[Dataset entries]

········

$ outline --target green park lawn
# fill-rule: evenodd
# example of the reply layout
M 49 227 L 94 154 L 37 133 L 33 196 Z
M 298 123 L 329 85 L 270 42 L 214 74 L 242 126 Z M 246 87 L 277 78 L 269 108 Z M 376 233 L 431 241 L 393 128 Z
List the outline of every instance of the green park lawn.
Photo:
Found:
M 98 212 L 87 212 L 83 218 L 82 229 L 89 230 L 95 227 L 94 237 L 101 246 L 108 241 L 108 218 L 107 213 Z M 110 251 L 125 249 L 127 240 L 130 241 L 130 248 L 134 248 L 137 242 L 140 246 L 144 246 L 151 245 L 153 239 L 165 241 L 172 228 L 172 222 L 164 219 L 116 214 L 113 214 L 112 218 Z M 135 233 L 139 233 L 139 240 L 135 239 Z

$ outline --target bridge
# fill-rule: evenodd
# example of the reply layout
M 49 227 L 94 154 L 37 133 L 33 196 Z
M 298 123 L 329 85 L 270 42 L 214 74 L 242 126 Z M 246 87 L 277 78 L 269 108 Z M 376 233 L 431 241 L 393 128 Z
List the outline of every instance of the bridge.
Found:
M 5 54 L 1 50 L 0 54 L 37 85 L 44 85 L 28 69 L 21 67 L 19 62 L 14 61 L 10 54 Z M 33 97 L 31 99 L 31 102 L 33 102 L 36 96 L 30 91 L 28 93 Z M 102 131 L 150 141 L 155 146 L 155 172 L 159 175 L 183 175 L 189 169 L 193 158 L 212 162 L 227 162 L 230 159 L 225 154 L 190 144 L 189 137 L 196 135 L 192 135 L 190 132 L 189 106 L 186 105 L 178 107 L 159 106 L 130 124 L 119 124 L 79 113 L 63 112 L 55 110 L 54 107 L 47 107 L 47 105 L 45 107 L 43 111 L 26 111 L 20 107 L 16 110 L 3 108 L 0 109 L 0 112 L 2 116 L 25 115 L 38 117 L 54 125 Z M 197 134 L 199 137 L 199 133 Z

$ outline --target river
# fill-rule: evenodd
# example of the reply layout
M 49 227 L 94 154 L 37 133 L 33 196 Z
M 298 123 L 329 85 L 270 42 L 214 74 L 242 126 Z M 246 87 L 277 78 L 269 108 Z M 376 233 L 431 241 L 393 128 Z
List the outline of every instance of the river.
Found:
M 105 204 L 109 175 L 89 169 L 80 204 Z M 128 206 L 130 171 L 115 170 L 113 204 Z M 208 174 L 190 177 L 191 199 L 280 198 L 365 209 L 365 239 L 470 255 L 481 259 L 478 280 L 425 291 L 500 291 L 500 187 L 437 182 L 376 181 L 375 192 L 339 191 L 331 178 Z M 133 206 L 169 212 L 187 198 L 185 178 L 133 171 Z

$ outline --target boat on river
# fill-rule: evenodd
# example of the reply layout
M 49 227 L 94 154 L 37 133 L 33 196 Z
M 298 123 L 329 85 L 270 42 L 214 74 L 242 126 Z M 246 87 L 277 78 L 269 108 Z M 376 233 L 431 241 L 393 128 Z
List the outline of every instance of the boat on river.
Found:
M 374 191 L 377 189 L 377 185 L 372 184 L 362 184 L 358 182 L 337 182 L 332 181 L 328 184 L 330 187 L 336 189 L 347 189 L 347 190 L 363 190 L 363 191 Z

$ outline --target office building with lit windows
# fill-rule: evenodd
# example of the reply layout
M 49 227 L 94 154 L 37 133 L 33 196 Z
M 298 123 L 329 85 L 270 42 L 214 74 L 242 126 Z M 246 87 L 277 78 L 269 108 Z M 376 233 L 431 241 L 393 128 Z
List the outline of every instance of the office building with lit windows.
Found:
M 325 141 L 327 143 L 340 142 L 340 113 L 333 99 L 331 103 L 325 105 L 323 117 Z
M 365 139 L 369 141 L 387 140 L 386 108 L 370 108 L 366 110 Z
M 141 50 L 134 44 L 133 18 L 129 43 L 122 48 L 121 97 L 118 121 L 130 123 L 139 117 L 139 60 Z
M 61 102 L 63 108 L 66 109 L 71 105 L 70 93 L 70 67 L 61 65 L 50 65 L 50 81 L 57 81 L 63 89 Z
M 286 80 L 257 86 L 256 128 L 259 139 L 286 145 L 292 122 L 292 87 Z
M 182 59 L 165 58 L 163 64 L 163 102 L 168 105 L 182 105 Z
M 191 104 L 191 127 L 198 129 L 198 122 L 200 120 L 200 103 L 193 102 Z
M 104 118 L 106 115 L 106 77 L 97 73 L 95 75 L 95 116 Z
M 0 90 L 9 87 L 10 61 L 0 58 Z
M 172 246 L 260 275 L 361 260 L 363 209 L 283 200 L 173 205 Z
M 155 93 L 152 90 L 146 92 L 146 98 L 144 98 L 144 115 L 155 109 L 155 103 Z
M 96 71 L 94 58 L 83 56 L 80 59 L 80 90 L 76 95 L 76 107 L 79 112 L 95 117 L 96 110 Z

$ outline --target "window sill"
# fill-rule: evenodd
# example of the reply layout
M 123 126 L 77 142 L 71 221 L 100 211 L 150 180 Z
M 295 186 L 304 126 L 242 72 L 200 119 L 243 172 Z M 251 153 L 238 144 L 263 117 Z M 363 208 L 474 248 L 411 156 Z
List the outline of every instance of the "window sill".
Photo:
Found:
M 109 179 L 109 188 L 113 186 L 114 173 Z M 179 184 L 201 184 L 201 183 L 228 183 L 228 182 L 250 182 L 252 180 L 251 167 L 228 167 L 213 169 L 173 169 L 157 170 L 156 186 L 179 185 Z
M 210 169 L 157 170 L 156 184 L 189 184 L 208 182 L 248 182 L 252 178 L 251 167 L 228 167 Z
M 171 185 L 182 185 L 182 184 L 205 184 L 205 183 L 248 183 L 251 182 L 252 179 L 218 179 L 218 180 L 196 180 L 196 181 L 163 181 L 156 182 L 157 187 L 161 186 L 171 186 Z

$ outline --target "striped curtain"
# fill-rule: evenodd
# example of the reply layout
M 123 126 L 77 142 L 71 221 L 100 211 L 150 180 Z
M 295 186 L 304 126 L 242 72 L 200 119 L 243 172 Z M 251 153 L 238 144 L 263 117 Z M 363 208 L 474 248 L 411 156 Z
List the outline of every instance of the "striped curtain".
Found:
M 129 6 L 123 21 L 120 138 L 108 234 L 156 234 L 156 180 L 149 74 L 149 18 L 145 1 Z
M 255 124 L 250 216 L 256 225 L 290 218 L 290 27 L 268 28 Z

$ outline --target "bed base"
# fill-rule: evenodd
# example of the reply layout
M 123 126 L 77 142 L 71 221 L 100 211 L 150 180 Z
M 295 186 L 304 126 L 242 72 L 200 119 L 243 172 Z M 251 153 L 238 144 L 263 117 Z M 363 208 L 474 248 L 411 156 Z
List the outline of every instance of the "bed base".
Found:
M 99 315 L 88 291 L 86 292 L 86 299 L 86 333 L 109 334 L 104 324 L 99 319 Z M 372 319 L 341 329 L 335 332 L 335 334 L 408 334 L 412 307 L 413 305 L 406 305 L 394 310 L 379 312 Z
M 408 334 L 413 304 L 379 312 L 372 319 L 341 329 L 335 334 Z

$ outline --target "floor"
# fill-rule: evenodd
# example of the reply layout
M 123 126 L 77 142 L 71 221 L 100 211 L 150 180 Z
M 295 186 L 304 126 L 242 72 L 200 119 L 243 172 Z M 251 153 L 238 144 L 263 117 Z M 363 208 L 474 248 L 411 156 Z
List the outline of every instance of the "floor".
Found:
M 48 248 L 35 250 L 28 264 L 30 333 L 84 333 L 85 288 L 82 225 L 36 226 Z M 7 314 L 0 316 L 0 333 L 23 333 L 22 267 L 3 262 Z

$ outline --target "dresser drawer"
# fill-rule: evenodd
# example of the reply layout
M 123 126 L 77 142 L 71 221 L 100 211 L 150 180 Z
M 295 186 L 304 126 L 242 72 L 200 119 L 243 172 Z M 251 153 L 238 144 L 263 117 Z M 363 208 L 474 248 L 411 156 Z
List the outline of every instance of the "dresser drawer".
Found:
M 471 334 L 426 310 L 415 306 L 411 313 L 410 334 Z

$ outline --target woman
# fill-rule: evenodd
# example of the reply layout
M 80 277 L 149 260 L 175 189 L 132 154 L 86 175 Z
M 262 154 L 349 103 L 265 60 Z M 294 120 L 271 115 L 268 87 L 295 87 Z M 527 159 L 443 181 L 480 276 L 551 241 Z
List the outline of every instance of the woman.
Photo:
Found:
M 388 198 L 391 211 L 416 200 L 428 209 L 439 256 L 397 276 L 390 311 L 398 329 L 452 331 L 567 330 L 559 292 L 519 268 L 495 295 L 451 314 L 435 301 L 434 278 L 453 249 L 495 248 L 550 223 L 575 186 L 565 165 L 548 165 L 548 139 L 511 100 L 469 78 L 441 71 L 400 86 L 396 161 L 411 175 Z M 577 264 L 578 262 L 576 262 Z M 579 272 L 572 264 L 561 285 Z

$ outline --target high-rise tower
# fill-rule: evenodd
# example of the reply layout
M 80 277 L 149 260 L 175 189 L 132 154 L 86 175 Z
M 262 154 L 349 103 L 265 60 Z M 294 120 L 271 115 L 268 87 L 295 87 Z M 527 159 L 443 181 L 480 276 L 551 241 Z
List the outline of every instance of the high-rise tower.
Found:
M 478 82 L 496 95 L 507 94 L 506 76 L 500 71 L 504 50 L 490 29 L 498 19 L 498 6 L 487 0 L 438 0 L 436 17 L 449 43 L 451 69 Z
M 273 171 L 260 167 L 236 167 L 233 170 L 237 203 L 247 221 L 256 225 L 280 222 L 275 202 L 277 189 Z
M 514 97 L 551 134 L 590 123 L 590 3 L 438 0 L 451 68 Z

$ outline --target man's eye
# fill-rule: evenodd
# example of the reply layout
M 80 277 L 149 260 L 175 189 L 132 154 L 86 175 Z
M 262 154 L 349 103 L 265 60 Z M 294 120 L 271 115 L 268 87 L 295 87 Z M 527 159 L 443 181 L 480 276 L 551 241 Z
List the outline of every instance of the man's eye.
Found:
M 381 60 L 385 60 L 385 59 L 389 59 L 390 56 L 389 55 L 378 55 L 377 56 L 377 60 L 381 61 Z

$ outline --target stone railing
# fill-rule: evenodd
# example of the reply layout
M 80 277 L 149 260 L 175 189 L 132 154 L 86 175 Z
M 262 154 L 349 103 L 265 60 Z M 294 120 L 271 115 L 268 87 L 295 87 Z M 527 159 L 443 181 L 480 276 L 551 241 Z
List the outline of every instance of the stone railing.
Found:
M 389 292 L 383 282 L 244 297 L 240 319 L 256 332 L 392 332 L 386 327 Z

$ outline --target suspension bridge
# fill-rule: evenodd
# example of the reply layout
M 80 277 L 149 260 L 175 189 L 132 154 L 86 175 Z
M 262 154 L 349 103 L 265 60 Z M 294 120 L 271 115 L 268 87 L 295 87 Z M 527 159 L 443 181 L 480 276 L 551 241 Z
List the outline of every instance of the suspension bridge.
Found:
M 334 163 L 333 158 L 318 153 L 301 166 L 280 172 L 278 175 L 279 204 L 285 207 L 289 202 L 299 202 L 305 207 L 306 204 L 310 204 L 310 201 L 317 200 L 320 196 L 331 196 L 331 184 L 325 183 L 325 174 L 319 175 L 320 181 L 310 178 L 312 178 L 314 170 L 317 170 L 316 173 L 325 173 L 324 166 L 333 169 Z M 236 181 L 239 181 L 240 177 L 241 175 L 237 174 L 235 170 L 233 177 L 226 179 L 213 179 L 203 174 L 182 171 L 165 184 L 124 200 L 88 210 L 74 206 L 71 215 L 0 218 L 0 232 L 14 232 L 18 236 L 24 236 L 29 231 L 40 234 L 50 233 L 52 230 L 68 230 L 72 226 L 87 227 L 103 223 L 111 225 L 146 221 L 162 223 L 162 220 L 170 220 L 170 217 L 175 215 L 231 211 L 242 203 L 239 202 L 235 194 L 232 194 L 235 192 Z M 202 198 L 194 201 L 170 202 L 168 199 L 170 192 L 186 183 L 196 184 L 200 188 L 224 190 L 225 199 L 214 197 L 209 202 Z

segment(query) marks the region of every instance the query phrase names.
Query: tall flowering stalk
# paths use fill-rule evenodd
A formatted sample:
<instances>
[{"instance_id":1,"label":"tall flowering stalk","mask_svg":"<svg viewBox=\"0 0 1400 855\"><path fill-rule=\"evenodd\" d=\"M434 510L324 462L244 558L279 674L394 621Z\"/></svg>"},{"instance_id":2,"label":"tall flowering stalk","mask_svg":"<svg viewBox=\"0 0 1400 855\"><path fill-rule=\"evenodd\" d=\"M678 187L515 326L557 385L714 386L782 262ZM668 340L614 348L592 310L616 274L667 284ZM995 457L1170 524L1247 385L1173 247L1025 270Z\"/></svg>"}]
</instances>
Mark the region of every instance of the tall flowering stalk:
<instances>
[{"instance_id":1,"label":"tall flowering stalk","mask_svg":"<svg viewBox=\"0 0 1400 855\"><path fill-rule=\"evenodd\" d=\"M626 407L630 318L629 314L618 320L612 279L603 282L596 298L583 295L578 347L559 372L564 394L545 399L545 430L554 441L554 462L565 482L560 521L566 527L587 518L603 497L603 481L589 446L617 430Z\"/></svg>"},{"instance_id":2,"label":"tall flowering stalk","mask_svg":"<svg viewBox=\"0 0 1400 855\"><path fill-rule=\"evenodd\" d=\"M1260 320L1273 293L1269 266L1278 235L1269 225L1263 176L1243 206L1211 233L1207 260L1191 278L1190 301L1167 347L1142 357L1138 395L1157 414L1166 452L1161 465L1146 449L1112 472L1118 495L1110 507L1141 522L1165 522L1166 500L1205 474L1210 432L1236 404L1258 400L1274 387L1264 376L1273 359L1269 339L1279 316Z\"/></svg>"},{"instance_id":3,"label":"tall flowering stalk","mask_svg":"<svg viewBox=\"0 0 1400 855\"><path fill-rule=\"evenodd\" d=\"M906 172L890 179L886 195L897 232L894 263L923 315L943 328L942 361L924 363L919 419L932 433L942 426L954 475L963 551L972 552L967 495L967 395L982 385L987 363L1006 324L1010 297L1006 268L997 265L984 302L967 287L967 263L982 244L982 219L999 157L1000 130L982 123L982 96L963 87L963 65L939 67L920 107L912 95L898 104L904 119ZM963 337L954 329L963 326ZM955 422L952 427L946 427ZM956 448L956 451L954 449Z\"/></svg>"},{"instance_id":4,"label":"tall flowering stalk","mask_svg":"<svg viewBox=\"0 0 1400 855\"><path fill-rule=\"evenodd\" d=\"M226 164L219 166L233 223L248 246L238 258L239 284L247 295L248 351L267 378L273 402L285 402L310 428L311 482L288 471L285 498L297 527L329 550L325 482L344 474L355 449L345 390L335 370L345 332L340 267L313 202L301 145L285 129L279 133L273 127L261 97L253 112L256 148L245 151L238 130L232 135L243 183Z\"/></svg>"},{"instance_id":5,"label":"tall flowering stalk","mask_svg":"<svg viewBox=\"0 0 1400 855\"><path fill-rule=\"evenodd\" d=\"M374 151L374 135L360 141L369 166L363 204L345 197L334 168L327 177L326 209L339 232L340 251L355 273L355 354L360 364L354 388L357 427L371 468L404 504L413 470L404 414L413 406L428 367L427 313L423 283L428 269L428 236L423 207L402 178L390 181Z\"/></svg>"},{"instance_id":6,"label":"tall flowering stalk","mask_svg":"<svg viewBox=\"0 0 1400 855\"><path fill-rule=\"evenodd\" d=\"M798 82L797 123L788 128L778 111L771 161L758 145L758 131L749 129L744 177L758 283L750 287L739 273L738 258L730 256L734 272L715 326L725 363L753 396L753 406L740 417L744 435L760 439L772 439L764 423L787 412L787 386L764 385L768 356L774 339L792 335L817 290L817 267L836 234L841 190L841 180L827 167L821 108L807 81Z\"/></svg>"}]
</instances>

········

** Exercise description **
Make a list of all lines in the data that contain "railing".

** Your solution **
$ outline --target stone railing
List the outline of every instance of the stone railing.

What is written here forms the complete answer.